*** Extracted information

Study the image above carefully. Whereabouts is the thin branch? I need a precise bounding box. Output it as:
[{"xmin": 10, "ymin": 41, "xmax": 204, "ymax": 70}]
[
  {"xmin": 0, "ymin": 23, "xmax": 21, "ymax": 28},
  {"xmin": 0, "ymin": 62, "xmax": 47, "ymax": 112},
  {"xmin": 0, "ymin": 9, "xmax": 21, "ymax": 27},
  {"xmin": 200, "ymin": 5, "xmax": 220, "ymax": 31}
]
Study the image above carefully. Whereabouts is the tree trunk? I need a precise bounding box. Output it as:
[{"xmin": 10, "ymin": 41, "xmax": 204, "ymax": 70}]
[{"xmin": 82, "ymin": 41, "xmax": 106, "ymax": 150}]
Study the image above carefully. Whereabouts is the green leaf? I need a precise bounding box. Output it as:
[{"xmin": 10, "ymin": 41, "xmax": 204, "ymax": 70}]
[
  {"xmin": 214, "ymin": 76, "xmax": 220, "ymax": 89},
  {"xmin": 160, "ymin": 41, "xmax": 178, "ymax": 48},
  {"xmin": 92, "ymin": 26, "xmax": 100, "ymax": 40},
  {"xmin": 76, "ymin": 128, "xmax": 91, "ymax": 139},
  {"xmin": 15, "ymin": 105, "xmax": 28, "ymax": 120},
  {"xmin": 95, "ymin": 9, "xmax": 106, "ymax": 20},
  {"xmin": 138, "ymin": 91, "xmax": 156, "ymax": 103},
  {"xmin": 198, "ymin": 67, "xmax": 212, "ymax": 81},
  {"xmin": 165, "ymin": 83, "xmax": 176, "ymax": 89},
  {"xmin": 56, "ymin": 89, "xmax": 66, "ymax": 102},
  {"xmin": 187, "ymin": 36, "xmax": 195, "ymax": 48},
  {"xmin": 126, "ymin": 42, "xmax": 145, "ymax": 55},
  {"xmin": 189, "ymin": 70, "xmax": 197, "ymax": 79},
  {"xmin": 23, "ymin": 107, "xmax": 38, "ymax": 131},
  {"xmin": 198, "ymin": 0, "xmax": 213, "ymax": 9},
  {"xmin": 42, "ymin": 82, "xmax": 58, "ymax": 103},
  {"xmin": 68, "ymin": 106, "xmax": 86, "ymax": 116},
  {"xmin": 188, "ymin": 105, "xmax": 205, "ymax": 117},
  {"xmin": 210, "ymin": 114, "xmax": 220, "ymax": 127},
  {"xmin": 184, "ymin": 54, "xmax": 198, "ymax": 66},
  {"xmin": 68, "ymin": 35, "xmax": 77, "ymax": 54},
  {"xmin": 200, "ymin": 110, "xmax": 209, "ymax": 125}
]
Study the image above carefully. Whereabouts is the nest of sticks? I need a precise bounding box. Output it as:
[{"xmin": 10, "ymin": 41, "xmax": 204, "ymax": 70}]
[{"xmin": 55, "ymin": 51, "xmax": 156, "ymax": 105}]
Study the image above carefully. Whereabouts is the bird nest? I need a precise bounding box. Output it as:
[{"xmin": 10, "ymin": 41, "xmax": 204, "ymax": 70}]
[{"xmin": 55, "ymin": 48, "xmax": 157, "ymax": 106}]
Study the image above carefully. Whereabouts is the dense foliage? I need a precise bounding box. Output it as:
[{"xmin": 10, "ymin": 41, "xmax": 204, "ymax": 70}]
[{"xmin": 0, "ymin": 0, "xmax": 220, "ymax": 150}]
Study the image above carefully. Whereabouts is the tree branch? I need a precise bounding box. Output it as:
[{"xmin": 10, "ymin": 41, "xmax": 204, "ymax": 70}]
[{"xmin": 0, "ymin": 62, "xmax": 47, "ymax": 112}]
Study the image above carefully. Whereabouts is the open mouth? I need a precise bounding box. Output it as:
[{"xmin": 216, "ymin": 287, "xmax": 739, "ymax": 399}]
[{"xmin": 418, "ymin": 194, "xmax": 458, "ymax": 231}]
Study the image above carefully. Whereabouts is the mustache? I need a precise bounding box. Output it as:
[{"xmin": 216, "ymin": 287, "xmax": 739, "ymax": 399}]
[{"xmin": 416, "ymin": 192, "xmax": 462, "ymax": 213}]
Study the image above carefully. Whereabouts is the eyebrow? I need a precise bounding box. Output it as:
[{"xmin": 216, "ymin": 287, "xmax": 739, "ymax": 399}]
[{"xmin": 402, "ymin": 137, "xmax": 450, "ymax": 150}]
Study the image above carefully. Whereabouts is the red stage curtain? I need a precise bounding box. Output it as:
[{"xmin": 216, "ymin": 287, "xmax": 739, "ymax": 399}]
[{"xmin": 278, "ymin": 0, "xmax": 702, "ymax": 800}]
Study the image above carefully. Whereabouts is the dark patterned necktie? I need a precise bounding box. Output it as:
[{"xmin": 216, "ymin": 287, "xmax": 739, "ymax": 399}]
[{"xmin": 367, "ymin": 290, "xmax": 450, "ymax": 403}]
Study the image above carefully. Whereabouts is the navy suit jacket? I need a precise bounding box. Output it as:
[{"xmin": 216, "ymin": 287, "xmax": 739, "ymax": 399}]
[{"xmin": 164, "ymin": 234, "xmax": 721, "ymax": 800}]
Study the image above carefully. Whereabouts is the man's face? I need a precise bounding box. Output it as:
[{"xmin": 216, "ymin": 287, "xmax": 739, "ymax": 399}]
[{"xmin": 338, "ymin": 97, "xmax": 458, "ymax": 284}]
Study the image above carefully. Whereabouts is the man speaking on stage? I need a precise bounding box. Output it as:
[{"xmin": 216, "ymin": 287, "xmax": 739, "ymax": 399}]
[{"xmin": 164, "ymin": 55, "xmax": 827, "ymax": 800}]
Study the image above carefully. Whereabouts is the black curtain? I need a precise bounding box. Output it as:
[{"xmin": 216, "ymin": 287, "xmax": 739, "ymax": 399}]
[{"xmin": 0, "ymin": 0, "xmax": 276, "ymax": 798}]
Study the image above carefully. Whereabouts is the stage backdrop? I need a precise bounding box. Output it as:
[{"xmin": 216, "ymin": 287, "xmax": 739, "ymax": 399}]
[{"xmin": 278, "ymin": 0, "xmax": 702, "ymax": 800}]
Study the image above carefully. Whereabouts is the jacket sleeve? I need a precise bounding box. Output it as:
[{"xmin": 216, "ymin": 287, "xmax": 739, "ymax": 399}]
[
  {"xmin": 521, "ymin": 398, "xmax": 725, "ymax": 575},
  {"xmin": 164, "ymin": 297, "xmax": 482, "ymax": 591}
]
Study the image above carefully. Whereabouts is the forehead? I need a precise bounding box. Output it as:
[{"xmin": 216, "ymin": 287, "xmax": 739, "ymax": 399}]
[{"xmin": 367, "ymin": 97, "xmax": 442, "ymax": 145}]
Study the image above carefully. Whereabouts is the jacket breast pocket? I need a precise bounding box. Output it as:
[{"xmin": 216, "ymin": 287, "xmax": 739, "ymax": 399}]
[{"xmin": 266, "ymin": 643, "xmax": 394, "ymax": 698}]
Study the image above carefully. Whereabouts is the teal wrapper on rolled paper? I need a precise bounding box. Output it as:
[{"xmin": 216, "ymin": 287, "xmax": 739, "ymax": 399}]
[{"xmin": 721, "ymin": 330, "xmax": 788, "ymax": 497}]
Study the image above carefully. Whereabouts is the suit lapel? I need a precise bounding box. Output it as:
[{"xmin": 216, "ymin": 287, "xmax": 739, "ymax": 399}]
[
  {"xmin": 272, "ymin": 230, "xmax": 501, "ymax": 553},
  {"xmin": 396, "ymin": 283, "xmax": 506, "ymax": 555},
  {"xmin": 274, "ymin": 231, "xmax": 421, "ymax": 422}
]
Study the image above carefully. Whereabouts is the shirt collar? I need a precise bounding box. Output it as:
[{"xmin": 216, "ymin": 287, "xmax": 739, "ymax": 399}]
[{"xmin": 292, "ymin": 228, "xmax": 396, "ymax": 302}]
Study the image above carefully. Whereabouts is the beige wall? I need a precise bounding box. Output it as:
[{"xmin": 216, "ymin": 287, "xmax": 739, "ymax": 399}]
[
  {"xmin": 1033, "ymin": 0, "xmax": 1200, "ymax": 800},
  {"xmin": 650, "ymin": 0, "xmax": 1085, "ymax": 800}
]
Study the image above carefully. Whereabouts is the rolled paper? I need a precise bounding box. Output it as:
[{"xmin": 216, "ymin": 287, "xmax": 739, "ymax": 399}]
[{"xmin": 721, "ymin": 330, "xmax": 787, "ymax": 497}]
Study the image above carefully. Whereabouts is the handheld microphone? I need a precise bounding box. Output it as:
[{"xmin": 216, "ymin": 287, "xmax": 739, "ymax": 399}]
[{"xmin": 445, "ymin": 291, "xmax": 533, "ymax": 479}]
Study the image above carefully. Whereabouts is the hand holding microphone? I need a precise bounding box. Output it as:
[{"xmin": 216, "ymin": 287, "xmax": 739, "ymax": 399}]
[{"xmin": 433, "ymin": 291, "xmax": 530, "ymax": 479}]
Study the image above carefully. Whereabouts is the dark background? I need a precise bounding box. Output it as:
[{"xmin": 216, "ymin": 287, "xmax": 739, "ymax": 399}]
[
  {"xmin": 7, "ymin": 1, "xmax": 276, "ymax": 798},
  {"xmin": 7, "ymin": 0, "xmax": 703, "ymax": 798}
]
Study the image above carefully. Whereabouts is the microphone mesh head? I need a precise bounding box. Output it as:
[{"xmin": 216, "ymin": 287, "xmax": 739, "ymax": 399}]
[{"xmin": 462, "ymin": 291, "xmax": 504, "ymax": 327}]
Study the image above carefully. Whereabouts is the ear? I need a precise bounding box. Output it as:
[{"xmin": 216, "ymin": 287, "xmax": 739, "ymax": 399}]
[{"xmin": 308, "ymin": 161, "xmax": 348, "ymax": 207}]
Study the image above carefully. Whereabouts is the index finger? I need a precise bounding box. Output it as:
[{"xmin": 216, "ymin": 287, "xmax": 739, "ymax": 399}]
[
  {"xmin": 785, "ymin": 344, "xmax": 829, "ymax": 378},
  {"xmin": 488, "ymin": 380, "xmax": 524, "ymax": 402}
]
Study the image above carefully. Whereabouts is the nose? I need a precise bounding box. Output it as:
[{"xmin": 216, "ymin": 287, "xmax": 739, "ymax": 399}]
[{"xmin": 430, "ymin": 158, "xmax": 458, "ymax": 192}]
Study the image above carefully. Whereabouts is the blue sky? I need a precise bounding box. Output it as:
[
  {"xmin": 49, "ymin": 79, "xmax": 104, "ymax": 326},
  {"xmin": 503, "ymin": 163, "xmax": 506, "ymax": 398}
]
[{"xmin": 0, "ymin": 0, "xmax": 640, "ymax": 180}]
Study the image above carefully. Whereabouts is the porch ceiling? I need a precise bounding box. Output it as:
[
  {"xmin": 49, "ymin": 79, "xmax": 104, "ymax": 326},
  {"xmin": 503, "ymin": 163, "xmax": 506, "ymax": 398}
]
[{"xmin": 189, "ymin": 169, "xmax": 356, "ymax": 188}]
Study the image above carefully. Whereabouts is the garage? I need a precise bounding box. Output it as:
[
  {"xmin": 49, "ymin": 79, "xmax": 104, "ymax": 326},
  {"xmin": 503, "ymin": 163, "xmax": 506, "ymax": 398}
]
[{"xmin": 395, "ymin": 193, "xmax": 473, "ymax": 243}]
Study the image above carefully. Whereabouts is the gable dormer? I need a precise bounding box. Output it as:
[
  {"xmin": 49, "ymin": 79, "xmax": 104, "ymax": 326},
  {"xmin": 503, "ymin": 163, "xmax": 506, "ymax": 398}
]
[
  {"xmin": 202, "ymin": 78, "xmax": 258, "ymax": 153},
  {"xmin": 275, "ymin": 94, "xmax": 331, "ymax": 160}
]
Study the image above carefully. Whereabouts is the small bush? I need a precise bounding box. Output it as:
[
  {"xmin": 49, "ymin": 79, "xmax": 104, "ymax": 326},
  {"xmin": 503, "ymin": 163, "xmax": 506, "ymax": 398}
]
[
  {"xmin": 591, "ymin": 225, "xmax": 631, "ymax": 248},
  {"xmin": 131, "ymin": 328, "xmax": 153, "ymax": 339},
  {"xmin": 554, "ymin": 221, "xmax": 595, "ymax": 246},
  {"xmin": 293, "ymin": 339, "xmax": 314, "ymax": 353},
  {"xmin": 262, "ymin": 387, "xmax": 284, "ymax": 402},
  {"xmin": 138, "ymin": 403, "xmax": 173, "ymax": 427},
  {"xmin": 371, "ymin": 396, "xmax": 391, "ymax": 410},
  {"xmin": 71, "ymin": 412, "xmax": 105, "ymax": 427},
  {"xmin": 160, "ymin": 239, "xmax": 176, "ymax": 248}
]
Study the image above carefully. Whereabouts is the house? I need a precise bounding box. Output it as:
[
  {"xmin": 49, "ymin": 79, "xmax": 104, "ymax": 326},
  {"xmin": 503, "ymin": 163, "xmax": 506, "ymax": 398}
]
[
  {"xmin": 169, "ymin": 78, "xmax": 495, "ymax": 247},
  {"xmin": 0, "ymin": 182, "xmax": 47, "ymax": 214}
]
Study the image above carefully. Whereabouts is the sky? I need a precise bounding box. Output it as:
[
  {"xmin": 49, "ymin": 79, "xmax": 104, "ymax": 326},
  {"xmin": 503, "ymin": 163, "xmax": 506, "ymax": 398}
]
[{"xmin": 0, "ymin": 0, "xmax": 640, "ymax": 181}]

******

What is expected:
Filter the listing above and copy out every line that contains the word "branch".

Output of the task:
Study the image above carefully. Whereabouts is the thin branch? I need a precise bounding box. Output it as:
Study the image above carefully. Whereabouts is the tree branch? I need a precise bounding box. Output it as:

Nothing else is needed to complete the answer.